> [TEXT TO READ]
[start]

71. Having regard to the Serbian legislative framework and practice regarding the granting of travel documents to recognised refugees, UNHCR’s view was that Serbia’s failure to grant travel documents to recognised refugees within its territory was at variance with the relevant principles and obligations of international refugee law and human rights. The continuing problem of their inability to issue travel documents had not been resolved despite numerous interventions by UNHCR and NGOs providing legal assistance to asylum-seekers and refugees.
72. The Court observes at the outset that the applicant in the present case is a recognised refugee who was compelled to leave his country of origin to seek refuge in Serbia for fear of persecution or threats for his safety (see paragraph 5 above). In this regard, it notes the existence of a broad consensus at international and European level on the need for special protection of refugees, including the obligation to issue an appropriate travel document which is necessary, in principle, for the exercise of their fundamental human right to freedom of movement (see paragraphs 29, 30, 32, 34, 40 and 68-70 above).

[end]

(Pointing items)
[start]

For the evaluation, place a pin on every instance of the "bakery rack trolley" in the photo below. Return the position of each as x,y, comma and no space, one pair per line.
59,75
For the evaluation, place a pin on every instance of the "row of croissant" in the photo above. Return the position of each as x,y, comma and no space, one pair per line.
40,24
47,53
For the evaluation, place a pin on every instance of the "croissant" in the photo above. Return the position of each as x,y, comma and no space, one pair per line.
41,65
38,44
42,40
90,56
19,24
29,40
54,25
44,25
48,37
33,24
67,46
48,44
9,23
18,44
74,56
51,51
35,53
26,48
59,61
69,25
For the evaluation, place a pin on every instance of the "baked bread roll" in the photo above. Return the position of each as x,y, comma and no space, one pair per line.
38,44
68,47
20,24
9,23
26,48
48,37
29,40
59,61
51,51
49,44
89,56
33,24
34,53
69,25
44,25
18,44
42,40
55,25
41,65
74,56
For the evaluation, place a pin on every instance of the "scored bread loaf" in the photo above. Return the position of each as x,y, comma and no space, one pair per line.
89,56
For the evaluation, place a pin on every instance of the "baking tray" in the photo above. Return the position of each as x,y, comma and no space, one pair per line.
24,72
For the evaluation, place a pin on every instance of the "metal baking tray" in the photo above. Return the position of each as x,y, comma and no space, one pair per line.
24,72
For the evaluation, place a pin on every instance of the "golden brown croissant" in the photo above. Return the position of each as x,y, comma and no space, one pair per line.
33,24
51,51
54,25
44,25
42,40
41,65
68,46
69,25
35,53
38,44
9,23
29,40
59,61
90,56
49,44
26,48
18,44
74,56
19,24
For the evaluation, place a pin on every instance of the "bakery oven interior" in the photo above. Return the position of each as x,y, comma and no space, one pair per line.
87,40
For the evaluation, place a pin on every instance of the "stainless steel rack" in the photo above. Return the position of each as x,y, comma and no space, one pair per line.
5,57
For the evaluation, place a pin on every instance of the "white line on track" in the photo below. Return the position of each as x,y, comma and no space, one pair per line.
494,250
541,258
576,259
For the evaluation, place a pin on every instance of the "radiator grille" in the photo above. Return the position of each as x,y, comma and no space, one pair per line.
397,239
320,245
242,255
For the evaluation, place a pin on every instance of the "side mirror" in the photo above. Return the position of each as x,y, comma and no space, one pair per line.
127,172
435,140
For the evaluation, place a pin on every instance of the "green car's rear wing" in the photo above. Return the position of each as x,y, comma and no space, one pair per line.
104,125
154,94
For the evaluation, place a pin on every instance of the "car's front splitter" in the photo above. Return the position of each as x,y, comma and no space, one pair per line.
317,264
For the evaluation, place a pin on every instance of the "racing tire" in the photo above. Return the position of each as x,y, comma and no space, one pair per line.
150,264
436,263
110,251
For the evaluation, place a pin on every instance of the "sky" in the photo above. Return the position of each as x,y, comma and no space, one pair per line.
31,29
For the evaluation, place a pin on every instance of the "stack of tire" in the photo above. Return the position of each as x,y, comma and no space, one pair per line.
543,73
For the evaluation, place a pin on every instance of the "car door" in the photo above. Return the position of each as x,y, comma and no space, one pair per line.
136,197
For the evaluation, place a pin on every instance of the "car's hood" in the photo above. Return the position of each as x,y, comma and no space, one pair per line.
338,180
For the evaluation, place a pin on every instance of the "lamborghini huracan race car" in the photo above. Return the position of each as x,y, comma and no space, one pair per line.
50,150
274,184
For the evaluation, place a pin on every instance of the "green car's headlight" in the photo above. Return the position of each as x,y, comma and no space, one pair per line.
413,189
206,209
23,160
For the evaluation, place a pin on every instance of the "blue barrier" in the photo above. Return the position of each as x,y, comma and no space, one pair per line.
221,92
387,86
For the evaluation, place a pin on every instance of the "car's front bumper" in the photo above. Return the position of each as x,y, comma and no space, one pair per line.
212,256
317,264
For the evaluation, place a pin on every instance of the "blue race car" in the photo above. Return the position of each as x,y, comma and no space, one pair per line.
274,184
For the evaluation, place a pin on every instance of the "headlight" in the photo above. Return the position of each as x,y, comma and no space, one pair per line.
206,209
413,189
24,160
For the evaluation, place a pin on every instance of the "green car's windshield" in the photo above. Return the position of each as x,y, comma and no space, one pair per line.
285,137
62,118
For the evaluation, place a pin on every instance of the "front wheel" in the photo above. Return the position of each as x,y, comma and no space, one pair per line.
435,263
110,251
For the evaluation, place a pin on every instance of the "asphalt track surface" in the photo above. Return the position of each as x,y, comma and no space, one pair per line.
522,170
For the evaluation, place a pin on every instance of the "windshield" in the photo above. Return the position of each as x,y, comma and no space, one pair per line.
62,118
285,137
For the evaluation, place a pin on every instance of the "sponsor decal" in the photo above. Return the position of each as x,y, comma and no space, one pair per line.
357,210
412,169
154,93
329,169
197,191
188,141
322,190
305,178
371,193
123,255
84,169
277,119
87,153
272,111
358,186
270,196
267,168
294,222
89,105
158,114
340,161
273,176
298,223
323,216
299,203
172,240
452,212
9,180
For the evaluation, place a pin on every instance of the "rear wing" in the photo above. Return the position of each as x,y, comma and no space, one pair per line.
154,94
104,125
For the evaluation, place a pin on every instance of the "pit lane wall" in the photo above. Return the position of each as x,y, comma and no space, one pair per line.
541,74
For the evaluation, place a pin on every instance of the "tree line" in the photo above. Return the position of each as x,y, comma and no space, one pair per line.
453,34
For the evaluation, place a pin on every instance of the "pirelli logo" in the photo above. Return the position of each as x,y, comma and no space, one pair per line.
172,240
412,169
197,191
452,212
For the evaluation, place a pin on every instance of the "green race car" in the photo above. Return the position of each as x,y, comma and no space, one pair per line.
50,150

[end]
[start]

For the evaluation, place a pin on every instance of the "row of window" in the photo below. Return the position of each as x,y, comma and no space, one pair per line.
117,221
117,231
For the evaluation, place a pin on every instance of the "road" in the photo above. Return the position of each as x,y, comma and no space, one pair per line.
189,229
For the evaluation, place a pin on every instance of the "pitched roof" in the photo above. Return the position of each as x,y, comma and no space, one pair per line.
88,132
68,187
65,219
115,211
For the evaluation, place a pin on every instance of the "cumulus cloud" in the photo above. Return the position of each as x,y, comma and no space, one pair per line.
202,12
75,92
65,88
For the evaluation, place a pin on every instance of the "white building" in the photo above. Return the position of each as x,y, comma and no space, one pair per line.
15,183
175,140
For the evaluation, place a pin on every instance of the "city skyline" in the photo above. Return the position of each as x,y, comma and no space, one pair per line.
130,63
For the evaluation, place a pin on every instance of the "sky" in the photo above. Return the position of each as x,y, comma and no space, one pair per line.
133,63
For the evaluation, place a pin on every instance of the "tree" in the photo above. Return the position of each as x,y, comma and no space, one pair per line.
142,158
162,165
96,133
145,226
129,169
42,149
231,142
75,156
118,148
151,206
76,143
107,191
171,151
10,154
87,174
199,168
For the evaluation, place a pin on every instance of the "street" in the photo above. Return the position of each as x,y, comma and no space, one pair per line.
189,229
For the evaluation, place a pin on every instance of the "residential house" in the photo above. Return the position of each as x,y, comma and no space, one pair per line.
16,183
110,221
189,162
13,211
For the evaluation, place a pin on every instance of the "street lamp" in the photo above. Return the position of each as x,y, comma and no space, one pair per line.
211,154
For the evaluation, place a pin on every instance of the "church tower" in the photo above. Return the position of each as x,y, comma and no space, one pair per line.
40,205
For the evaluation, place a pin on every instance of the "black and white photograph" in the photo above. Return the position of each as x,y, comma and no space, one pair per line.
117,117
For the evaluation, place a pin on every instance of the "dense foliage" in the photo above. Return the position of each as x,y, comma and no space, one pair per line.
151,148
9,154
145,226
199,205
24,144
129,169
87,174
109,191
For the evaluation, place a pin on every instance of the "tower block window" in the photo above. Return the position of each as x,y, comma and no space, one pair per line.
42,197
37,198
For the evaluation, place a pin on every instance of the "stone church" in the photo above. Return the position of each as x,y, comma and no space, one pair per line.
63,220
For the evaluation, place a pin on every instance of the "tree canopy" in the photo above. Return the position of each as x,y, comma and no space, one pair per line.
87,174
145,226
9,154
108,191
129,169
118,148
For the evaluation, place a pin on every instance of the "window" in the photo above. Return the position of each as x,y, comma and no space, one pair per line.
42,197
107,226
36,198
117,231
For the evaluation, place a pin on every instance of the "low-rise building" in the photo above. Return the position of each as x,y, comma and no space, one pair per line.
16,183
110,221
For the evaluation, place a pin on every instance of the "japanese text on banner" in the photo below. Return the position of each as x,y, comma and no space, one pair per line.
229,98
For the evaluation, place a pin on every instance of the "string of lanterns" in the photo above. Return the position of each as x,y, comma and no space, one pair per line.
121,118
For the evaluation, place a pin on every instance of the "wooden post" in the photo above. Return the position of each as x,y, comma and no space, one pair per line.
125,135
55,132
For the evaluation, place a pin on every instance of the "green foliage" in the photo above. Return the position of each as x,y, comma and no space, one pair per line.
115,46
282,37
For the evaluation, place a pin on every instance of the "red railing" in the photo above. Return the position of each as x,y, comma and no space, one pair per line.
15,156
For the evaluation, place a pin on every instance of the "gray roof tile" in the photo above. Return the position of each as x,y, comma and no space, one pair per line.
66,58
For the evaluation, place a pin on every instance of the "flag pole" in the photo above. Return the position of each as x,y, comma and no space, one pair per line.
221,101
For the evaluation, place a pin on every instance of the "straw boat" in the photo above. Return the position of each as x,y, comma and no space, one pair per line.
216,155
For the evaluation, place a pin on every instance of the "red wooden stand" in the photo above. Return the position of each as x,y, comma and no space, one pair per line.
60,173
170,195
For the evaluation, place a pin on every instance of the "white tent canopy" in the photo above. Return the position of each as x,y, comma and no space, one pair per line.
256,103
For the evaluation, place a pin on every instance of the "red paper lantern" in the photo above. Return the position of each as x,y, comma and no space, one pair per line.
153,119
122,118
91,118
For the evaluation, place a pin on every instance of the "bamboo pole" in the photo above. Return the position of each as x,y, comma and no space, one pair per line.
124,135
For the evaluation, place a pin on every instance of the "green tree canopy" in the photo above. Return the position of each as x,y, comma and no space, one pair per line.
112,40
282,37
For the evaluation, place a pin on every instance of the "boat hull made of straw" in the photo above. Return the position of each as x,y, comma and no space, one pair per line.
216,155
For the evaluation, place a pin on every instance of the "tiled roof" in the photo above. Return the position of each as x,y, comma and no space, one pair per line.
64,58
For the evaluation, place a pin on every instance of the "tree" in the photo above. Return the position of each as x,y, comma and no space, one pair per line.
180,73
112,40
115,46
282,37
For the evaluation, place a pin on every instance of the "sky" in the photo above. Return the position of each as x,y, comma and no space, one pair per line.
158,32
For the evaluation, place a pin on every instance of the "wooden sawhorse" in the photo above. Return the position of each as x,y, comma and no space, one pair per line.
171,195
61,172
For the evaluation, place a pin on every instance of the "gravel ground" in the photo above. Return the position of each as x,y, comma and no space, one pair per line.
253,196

[end]

> [REQUIREMENTS]
A – In the excerpt on refugee travel documents, what had failed to resolve the continuing problem of Serbia's inability to issue travel documents?
B – According to the excerpt on refugee travel documents, why is issuing an appropriate travel document part of the special protection owed to refugees?
C – Extend the excerpt on refugee travel documents, starting after its last sentence.

> [EXPECTED ANSWERS]
A – Numerous interventions by UNHCR and NGOs providing legal assistance to asylum-seekers and refugees had not resolved it.

B – Such a document is necessary, in principle, for refugees to exercise their fundamental human right to freedom of movement. The Court notes a broad international and European consensus that special protection of refugees includes the obligation to issue it.

C –
73. However, in the instant case, the Court is neither called upon nor competent to interpret the content and scope of Article 28 of the 1951 Refugee Convention and verify how States honour their obligations under that Convention. The present application concerns an alleged violation of the freedom of movement which, inter alia, guarantees that the applicant, regardless of his nationality, enjoys the right to “be free to leave any country, including his own”. Without entering into considerations of whether Serbia should be observed as “any” or the applicant’s “own” country in view of his status, the Court will confine itself to ascertaining whether the effects of the respondent State’s actions and/or omissions resulted in a breach of its obligations under Article 2 of Protocol No. 4. Therefore, it is only with regard to the application of that provision that reference is made to the 1951 Refugee Convention in the present case.
(a) General principles
74. Article 2 of Protocol No. 4 guarantees to any person a right to liberty of movement within a given territory and the right to leave that territory, which implies the right to travel to a country of the person’s choice to which he or she may be admitted (see Baumann, § 61, and Berkovich and Others, § 78, both cited above).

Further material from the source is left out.